Available data:
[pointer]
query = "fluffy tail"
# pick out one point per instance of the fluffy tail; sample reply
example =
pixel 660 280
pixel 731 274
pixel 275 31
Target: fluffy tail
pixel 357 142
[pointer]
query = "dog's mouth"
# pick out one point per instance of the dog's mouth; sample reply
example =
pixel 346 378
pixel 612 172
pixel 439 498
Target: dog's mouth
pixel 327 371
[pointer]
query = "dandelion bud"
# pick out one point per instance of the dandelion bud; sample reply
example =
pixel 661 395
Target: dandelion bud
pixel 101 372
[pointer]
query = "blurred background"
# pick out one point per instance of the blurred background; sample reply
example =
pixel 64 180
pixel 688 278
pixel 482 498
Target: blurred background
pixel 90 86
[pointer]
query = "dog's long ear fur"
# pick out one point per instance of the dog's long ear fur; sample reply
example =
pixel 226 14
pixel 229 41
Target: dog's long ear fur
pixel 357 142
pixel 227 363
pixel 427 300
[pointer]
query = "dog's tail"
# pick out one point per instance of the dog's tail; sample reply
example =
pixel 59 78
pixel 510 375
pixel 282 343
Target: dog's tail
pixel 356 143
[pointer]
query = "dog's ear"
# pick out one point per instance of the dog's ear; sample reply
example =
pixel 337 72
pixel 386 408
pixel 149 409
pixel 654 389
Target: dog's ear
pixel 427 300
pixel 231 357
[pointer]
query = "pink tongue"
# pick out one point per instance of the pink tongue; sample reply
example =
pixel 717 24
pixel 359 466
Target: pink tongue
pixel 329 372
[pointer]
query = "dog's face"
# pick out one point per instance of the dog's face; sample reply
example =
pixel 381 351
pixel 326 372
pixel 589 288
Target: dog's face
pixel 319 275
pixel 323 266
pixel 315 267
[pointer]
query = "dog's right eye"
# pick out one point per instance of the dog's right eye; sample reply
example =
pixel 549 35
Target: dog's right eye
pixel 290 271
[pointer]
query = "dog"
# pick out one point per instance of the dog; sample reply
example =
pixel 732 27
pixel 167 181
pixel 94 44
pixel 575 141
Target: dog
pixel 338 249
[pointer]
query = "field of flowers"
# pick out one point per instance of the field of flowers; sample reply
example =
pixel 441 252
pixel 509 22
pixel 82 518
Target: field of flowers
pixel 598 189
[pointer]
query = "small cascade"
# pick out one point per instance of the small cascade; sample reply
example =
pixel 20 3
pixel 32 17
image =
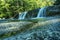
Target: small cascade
pixel 22 15
pixel 42 12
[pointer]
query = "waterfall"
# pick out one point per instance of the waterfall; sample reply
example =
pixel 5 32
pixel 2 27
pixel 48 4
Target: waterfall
pixel 22 15
pixel 42 12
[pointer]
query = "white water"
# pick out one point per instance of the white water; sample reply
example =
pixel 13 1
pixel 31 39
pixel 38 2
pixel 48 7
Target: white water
pixel 42 12
pixel 22 15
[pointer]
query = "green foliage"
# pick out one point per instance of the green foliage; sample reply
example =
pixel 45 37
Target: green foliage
pixel 9 8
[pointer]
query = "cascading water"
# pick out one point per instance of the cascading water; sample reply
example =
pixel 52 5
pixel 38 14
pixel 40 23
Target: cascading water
pixel 22 16
pixel 42 12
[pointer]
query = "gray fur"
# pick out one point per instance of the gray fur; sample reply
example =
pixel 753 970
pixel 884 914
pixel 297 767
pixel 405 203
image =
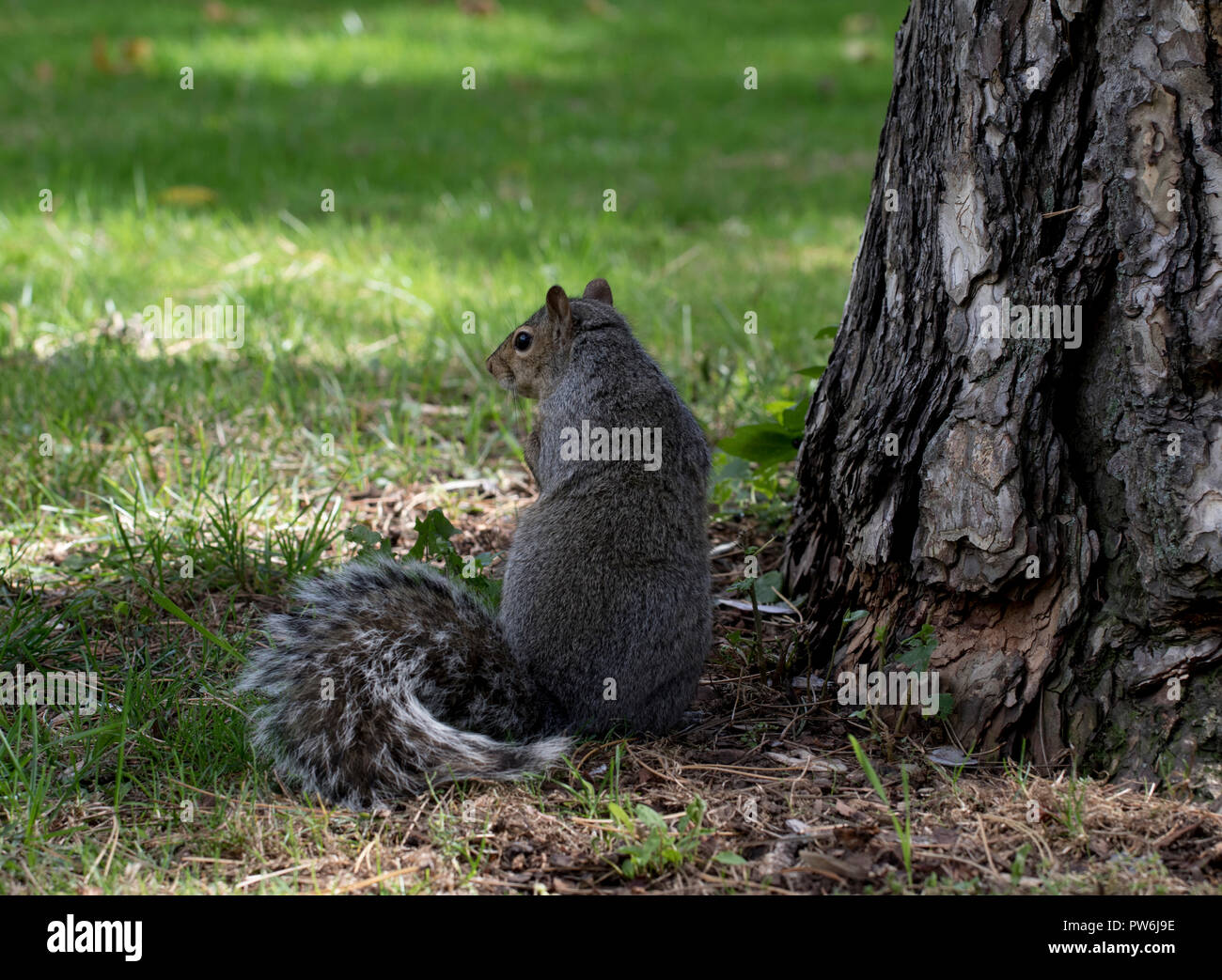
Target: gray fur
pixel 605 616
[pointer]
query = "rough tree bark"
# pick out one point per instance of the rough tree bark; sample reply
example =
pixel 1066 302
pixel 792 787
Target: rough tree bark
pixel 1054 511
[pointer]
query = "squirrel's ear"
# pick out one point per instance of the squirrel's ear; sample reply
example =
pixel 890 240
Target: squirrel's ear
pixel 598 288
pixel 557 305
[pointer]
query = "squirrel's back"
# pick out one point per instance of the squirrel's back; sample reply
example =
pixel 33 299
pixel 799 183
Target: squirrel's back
pixel 606 592
pixel 390 677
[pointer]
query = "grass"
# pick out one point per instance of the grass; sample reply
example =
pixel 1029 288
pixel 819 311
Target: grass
pixel 155 497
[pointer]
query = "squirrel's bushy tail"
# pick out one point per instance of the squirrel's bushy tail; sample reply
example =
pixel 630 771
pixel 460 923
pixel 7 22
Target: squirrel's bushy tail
pixel 389 679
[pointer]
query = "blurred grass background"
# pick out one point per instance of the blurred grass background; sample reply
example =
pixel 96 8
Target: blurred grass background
pixel 154 495
pixel 446 199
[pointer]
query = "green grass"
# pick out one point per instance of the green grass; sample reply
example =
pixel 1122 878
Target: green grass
pixel 150 497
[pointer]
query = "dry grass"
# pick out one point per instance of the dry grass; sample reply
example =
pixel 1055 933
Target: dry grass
pixel 777 780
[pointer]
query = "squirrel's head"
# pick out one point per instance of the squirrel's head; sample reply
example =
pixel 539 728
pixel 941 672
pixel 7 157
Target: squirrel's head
pixel 533 358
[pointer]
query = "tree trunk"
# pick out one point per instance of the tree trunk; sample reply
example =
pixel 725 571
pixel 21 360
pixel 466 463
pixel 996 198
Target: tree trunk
pixel 1054 509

Task prompt: Copy out each line of the records that contains the word "small".

Exercise answer:
query = "small cascade"
# pick out one point per instance of the small cascade; sample reply
Target: small cascade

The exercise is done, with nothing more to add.